I asked myself – and God – many times why me. The answer I always got was that there’s a purpose. I have no idea what the purpose is. Maybe it’s showing that even with IH I can still dig in and do important things. Maybe it’s giving me knowledge for animal care that will be necessary at a future time. Maybe those kittens need to get healthy because they are meant to go to a home where a family really, really needs loving pets. Or maybe it was so I would focus my eyes more on Jesus and less on everything else.

I’ve been going through a “season” probably since Hurricane Helene hit in late September. I work in disaster response with the American Red Cross. The aftermath – and our response – took a major toll on me. I was working long hours, trying to do my part to meet the needs of help and hope for those impacted. I had foster kittens at home that needed to be adopted, which is the most stressful part of fostering for me. Our October vacation was almost derailed because Priceline is terrible. The holidays came out of nowhere, and then the sick kittens arrived. I had gone off my antidepressants and found in the midst of my misery that I did, in fact, need therapeutic drugs (and that’s okay). I feel like I can’t ever catch my breath. With IH, I only have so much I can give every day, and I have to choose what will have to wait – or never get done – versus what must be done no matter how I feel. And there is so much guilt and worthlessness that goes with that. It has felt like a continuous downpour of chaos.

☆ ☆ ☆ ☆

(TASK SET):
1. From the reflection above, restate word for word the passage starting at "I asked myself" and ending at "on everything else.".
2. Using the reflection above, decide whether each statement agrees with it: (a) The writer works in disaster response with the American Red Cross. (b) The writer knows what the purpose is. (c) The October vacation was canceled. For each, answer yes or no and quote the deciding words.

(Records from a dataset):
☆ ☆ ☆ ☆

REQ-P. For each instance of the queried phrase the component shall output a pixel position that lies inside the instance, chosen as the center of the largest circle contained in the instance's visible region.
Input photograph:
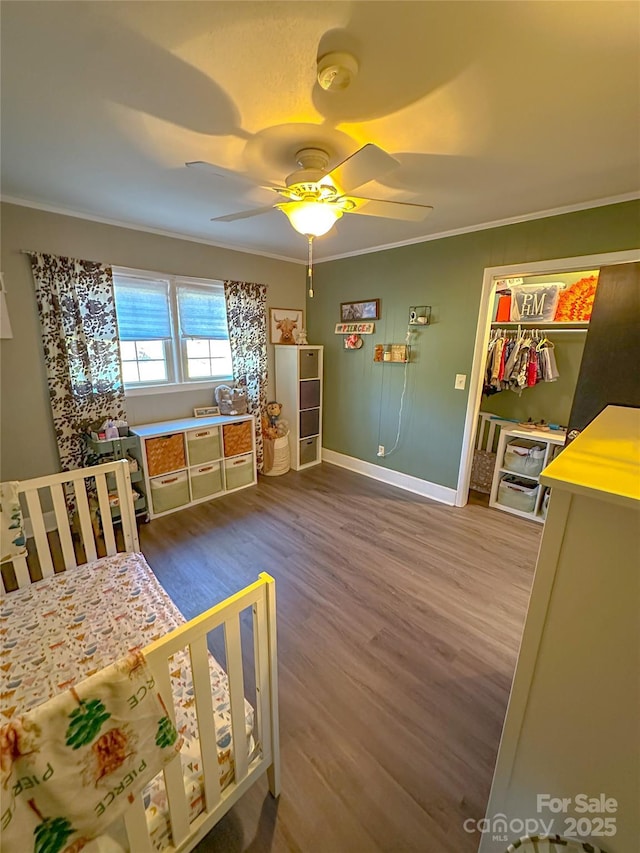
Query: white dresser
(195, 459)
(572, 725)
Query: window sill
(174, 387)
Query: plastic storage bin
(308, 364)
(238, 471)
(310, 394)
(237, 438)
(206, 480)
(203, 445)
(524, 457)
(518, 494)
(165, 453)
(309, 422)
(169, 492)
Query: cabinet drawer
(309, 422)
(165, 453)
(237, 438)
(203, 445)
(239, 471)
(310, 394)
(169, 492)
(308, 364)
(206, 480)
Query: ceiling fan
(315, 199)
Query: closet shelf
(548, 327)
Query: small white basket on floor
(281, 457)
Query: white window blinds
(202, 312)
(143, 310)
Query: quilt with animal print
(62, 629)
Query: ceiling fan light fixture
(311, 218)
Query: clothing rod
(554, 331)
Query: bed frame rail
(260, 597)
(91, 521)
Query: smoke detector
(336, 71)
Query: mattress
(64, 628)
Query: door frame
(483, 328)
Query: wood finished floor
(399, 621)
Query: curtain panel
(246, 319)
(80, 342)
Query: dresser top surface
(604, 460)
(184, 424)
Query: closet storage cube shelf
(193, 460)
(299, 390)
(533, 494)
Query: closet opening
(530, 339)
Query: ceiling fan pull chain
(310, 268)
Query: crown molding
(485, 226)
(176, 235)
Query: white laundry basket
(524, 457)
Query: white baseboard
(442, 494)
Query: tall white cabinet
(572, 722)
(299, 389)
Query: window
(172, 330)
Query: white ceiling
(494, 109)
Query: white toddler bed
(70, 625)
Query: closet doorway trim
(483, 329)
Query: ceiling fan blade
(243, 214)
(221, 172)
(366, 164)
(390, 209)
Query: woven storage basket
(281, 457)
(237, 438)
(165, 453)
(482, 468)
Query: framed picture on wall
(285, 324)
(368, 310)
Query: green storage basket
(203, 445)
(239, 471)
(169, 492)
(206, 481)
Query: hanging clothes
(518, 360)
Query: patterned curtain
(80, 341)
(246, 318)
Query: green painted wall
(361, 398)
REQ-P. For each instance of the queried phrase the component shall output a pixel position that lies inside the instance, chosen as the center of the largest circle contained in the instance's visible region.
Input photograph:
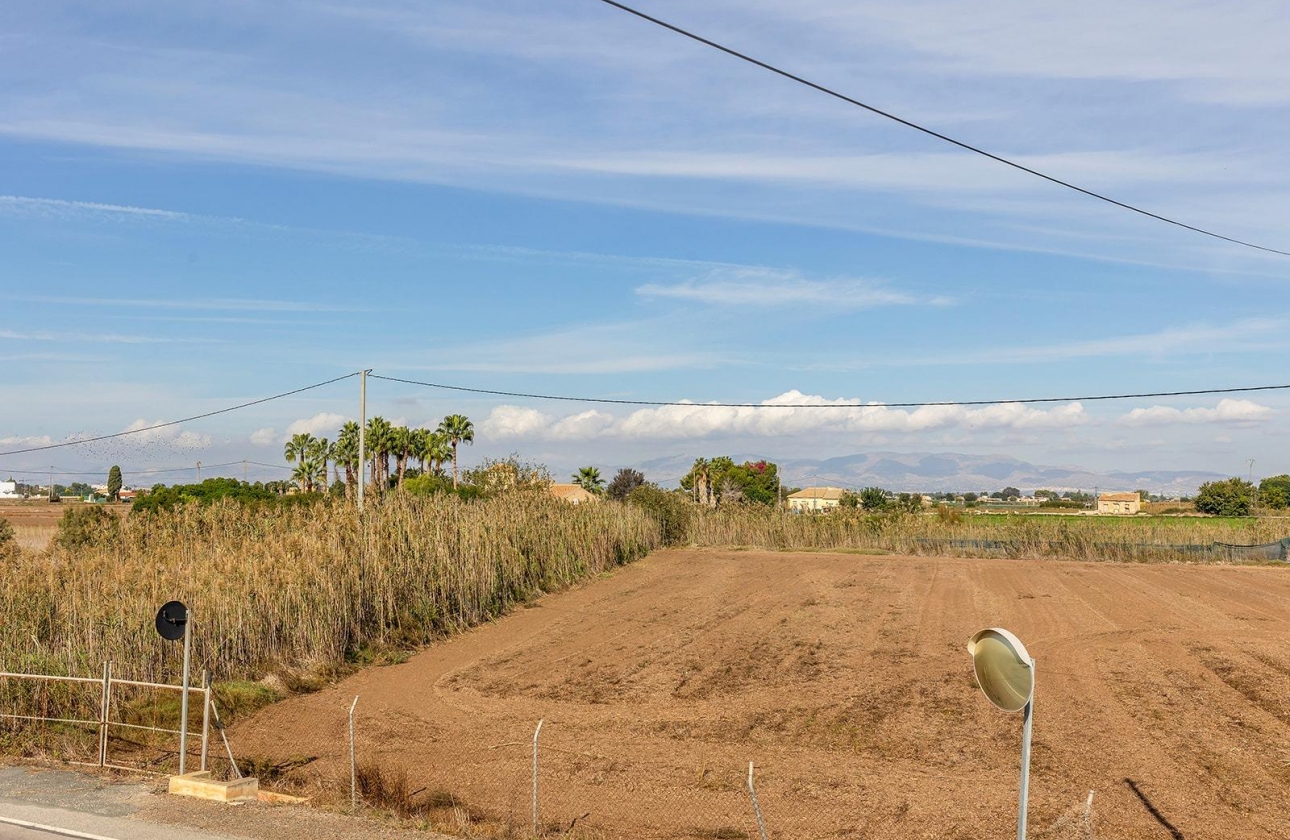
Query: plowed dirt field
(845, 679)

☆ ☆ ☆ ☆

(LIST OF ANSWERS):
1.
I asked myself – and God – many times why me. The answer I always got was that there’s a purpose. I have no idea what the purpose is. Maybe it’s showing that even with IH I can still dig in and do important things. Maybe it’s giving me knowledge for animal care that will be necessary at a future time. Maybe those kittens need to get healthy because they are meant to go to a home where a family really, really needs loving pets. Or maybe it was so I would focus my eyes more on Jesus and less on everything else.

2.
(a) Yes: "I work in disaster response with the American Red Cross."
(b) No: "I have no idea what the purpose is."
(c) No: "Our October vacation was almost derailed because Priceline is terrible."